List every line of the items below that contains the word "pink", copying each such line in full. Case counts, so a line matches only if the capitalization is the same.

# Working data:
______
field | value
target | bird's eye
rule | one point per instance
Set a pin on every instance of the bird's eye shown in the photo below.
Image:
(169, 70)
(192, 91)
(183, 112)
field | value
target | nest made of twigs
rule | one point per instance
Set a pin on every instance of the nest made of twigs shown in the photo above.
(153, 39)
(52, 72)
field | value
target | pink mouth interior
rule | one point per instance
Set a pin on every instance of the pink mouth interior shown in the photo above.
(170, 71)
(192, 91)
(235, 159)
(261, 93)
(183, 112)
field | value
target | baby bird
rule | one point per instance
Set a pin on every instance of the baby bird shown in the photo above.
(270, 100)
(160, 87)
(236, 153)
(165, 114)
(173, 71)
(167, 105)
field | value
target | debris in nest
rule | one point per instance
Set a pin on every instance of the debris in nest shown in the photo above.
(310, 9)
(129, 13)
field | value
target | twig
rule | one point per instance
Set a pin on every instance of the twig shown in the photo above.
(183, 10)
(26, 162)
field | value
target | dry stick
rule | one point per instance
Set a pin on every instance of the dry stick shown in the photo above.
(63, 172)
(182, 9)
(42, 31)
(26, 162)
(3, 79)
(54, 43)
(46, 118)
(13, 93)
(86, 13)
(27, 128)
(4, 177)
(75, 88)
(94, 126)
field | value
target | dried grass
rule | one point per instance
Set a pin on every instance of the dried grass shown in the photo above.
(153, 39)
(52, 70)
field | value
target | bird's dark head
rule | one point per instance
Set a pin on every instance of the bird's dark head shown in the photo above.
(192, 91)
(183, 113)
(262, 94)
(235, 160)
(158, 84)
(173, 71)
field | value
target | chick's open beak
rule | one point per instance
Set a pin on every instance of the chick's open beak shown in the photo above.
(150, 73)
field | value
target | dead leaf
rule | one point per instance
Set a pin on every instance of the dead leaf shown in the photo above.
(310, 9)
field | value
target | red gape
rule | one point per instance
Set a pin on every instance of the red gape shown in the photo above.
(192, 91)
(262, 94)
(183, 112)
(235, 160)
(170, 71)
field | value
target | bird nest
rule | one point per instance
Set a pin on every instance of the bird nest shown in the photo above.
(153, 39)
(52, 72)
______
# Final result:
target | pink mouth interior
Set a pin on every instance of the pink mouth interior shown in the photo above.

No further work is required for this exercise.